Exercise aim:
Determine how many lines in the entries below contain the word "Expected". The reply is that number alone.

[Stored data entries]

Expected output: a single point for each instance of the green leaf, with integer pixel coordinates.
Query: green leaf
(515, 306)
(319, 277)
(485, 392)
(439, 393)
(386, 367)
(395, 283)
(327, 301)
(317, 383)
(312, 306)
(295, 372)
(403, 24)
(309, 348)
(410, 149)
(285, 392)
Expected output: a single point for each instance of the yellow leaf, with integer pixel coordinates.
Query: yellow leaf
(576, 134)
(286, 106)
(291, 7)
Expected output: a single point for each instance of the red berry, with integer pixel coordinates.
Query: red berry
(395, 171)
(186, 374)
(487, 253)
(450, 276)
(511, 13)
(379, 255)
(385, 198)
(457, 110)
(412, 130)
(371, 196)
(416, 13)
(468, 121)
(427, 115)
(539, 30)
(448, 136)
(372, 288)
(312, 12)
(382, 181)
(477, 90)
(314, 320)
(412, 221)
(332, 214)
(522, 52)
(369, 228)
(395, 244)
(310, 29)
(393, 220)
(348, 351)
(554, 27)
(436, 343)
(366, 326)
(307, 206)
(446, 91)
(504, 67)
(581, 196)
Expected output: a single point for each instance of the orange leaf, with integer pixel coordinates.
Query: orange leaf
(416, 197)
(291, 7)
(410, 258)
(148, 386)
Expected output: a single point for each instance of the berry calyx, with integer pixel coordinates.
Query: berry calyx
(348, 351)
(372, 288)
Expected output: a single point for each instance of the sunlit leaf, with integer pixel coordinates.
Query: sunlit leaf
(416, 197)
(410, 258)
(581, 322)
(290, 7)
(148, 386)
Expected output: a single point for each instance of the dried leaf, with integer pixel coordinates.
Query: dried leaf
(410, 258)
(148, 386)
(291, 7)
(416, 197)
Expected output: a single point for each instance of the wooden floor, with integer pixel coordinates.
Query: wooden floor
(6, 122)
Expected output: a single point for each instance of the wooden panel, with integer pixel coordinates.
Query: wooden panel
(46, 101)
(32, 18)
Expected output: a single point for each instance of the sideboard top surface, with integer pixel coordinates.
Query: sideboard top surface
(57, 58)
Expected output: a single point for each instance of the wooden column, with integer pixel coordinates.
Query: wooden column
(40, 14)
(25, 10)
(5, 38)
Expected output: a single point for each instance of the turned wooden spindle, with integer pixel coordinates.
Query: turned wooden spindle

Answer to the exercise:
12